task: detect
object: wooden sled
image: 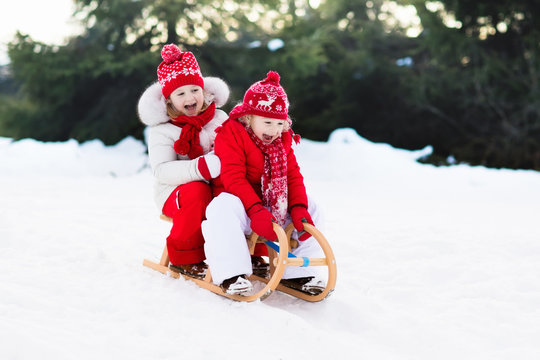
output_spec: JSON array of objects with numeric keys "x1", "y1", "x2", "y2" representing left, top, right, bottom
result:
[{"x1": 142, "y1": 215, "x2": 337, "y2": 302}]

-=-=-

- **What you will do**: Each entry above should be written out again exactly, without its pictures.

- **Solution for this problem**:
task: detect
object: wooden sled
image: 
output_spec: JSON array of objects with numeric keys "x1", "y1", "x2", "y2" representing left, top, right, bottom
result:
[{"x1": 142, "y1": 215, "x2": 337, "y2": 302}]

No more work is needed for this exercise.